What the exercise asks:
Copy out word for word the lines of the material below, beginning with the line that contains "Each instance of the yellow steel" and ending with the final line of the material.
-- Record extracts start --
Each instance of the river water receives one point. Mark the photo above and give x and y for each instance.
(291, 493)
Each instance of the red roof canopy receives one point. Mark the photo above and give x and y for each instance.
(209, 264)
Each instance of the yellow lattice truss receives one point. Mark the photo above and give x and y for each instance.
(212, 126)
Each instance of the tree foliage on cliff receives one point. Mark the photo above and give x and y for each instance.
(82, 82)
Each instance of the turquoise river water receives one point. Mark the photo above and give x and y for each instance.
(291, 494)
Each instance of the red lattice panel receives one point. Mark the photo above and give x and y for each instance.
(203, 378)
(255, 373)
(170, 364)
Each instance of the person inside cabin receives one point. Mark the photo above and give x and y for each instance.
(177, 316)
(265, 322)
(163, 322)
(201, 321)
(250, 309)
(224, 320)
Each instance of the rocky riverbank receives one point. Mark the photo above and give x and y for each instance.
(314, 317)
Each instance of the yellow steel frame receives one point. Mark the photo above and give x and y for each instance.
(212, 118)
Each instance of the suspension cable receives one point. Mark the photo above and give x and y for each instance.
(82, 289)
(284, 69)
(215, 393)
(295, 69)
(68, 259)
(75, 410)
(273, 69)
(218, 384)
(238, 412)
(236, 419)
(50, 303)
-- Record extracts end --
Answer for this exercise:
Each instance of the yellow steel frame receives one point. Mark the photo above and give x and y for each instance.
(212, 118)
Each instance of the suspension cable receives one point. Mark the photo above and give x and y for each instance.
(82, 289)
(284, 69)
(215, 393)
(295, 69)
(68, 259)
(75, 410)
(273, 69)
(218, 384)
(238, 412)
(236, 419)
(50, 303)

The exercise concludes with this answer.